--- START ---

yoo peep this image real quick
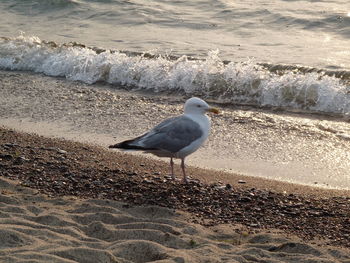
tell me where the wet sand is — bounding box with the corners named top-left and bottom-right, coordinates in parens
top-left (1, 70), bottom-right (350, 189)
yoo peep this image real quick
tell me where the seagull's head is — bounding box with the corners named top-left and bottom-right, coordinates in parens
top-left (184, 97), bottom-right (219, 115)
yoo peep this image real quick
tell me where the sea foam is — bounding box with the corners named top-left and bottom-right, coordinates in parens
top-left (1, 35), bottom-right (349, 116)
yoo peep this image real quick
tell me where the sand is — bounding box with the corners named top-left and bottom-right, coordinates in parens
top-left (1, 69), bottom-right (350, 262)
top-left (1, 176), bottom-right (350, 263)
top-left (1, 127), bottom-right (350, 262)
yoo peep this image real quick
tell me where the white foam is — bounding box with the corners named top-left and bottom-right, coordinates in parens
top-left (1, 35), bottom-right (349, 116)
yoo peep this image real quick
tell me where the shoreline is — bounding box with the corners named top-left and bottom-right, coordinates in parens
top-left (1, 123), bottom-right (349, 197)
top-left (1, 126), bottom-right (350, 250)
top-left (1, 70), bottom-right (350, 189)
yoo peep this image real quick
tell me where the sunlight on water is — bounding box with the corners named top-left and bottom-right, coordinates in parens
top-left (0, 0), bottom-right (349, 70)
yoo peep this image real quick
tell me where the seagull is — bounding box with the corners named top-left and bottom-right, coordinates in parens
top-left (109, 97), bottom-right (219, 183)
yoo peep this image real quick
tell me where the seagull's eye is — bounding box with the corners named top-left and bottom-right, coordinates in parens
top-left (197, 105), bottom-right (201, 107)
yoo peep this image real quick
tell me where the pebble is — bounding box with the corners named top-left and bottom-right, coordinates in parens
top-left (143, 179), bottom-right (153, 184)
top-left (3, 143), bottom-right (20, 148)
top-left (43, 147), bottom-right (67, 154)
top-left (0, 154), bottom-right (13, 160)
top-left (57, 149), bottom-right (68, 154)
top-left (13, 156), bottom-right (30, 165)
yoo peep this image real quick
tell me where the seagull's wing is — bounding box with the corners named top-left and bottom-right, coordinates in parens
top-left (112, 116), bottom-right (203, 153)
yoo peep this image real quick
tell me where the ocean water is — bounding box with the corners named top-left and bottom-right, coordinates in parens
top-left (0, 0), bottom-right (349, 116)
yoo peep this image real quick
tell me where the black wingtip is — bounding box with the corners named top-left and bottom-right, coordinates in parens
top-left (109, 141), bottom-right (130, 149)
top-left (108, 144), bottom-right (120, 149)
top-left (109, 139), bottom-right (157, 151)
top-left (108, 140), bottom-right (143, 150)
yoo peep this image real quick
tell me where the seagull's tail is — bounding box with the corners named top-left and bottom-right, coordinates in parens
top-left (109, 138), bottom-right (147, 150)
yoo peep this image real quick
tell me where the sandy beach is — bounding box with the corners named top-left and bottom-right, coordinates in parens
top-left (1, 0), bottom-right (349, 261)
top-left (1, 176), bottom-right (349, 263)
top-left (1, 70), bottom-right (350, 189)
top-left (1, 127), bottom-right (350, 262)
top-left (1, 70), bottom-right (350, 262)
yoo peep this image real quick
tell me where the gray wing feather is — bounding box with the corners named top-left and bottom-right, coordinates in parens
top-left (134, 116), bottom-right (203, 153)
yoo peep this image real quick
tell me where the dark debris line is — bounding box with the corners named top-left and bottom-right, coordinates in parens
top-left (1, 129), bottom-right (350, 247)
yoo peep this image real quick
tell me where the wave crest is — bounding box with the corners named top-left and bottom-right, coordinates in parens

--- END ---

## WHAT YOU NEED TO DO
Copy out the listing above exactly, and keep the pictures out of it.

## OUTPUT
yoo peep this image real quick
tell me where the wet sand is — bounding box with the corners named top-left and bottom-right, coordinates in parens
top-left (1, 70), bottom-right (350, 189)
yoo peep this image real quick
tell me where the seagull's head is — bounding box with the corners named top-left and bottom-right, coordinates in parens
top-left (184, 97), bottom-right (219, 115)
yoo peep this image real quick
tell me where the sea foam is — bounding box with the corners named top-left and bottom-right, coordinates in parens
top-left (1, 35), bottom-right (349, 116)
yoo peep this image real quick
tell me where the sand is — bounding box with the corners named top-left and bottom-right, coordinates in parens
top-left (1, 69), bottom-right (350, 262)
top-left (1, 176), bottom-right (350, 263)
top-left (1, 127), bottom-right (350, 262)
yoo peep this image real quick
tell me where the white foam is — bounding box with the corners named top-left and bottom-right, coordinates in parens
top-left (1, 35), bottom-right (349, 116)
yoo peep this image real quick
tell me where the shoreline is — bounding box with the corners named top-left and bottom-right, coordinates in parens
top-left (1, 123), bottom-right (349, 197)
top-left (1, 126), bottom-right (350, 250)
top-left (1, 70), bottom-right (350, 189)
yoo peep this image real quick
tell me where the sunlight on water is — bounding box with the corners named top-left and bottom-right, coordinates in parens
top-left (0, 0), bottom-right (349, 70)
yoo peep this image real quick
tell me where the seagull is — bounding box with the corners named top-left and bottom-right, coordinates in parens
top-left (109, 97), bottom-right (219, 183)
yoo peep this image real quick
tell me where the seagull's eye is — bounding box with the corners named top-left and bottom-right, coordinates in parens
top-left (197, 105), bottom-right (201, 107)
yoo peep this image real quick
tell me where the pebble is — bounding box with the corners named top-left and bottom-right, coordinates in parens
top-left (143, 179), bottom-right (153, 184)
top-left (3, 143), bottom-right (20, 148)
top-left (43, 147), bottom-right (67, 154)
top-left (0, 154), bottom-right (13, 160)
top-left (57, 149), bottom-right (68, 154)
top-left (13, 156), bottom-right (30, 165)
yoo peep this image real quick
tell me where the seagull's wing is — bounding box with the corners named top-left and bottom-right, coordinates in parens
top-left (112, 116), bottom-right (203, 153)
yoo peep this image real quick
tell me where the ocean water is — bounding box with the corners named top-left and bottom-right, coordinates in parens
top-left (0, 0), bottom-right (349, 116)
yoo peep this image real quick
tell me where the black wingtip is — bounding box with the corners named top-left and bottom-right, coordinates in parens
top-left (109, 141), bottom-right (130, 149)
top-left (108, 144), bottom-right (120, 149)
top-left (109, 139), bottom-right (157, 151)
top-left (108, 140), bottom-right (143, 150)
yoo peep this image real quick
tell me where the seagull's tail is — bounding box with the corners named top-left and bottom-right, coordinates in parens
top-left (109, 138), bottom-right (147, 150)
yoo peep this image real quick
tell me where the sandy beach is — bounding box with the corners named top-left and bottom-right, coordinates in parens
top-left (1, 0), bottom-right (349, 261)
top-left (1, 176), bottom-right (349, 263)
top-left (1, 70), bottom-right (350, 189)
top-left (1, 127), bottom-right (350, 262)
top-left (1, 70), bottom-right (350, 262)
yoo peep this image real quick
tell me where the gray wing feather is — bounding box with the corners named top-left and bottom-right, coordinates in parens
top-left (134, 116), bottom-right (203, 153)
yoo peep this image real quick
tell me where the dark debris line is — bounding box with the corners named top-left and bottom-right, coordinates in parens
top-left (1, 129), bottom-right (350, 247)
yoo peep this image real quick
tell me where the wave crest is — bounding box with the corners named top-left and bottom-right, coordinates in parens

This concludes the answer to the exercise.